** Opening Dataset records block **

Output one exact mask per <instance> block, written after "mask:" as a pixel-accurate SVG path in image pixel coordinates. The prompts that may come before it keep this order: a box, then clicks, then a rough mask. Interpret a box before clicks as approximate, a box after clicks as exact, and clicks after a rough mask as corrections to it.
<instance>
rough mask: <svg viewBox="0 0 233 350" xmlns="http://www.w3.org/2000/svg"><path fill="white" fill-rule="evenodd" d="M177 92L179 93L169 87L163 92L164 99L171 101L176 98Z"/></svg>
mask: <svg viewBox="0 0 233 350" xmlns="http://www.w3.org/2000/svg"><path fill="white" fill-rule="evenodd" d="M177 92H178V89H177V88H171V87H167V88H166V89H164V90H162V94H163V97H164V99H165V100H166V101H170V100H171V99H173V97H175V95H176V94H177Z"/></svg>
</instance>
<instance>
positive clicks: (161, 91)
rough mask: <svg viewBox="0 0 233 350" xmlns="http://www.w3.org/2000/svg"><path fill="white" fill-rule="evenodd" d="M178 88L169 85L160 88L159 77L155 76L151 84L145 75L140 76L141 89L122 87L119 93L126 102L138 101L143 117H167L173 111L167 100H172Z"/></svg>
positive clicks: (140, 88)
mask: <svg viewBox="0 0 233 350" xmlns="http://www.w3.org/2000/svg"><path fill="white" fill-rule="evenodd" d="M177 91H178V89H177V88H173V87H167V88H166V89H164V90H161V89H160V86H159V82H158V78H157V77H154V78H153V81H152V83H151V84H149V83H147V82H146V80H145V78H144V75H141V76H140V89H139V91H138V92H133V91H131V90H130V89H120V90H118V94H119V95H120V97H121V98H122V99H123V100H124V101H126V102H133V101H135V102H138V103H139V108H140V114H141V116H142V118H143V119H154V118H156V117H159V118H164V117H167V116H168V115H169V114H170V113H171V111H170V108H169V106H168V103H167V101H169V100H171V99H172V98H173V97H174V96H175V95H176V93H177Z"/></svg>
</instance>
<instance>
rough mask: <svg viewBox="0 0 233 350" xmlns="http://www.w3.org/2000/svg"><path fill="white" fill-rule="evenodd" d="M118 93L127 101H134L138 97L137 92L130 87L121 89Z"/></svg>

** Closing Dataset records block **

Gather every line of the material above that contains the string "positive", treating uppercase and lowercase as different.

positive clicks: (161, 91)
positive clicks: (140, 88)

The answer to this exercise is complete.